THE PROBLEM
Pull every line containing the word "cactus" out of the material below.
•••••
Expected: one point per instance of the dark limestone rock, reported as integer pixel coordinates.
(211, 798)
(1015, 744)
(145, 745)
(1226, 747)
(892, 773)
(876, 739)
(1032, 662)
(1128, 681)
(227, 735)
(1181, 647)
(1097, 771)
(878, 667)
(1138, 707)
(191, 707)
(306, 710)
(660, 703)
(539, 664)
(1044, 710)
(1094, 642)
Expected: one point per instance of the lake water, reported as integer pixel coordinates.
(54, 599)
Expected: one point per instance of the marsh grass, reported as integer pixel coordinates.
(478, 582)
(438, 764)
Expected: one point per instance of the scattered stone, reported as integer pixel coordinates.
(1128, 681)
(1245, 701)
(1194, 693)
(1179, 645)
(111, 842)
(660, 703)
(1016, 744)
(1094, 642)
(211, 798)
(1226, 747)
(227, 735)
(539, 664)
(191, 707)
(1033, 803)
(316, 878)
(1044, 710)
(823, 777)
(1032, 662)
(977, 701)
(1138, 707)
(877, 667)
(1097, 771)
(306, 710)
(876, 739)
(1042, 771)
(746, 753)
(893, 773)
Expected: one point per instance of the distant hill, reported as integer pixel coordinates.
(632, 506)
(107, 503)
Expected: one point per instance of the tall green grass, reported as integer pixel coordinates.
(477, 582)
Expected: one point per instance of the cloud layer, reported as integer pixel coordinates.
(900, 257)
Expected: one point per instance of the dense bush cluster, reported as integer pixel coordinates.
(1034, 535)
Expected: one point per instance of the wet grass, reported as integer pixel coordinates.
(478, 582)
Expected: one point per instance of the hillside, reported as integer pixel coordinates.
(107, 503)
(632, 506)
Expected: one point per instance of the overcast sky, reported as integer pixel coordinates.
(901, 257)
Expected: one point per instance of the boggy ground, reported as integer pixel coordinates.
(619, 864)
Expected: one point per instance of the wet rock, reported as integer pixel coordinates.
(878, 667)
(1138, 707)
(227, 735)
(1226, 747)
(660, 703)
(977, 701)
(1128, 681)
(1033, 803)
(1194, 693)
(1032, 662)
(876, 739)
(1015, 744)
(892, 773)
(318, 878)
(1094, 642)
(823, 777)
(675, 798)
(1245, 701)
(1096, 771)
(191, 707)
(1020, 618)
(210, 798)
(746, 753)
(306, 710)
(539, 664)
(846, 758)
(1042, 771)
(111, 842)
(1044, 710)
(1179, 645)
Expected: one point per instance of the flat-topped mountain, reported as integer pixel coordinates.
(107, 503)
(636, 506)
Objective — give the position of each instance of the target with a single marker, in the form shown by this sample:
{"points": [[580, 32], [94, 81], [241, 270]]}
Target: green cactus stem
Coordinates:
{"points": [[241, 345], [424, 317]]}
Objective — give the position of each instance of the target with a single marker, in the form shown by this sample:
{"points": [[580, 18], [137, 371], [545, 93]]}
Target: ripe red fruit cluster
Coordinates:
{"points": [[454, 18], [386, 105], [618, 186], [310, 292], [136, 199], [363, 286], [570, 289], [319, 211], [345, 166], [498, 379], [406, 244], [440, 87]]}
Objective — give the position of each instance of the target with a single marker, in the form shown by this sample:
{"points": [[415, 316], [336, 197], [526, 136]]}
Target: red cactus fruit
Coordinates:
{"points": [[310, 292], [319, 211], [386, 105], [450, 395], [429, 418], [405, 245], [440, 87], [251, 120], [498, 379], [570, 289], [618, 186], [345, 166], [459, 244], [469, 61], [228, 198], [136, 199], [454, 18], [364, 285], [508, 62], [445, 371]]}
•••••
RESULT OF THE TASK
Target: green cactus stem
Target: red cactus fruit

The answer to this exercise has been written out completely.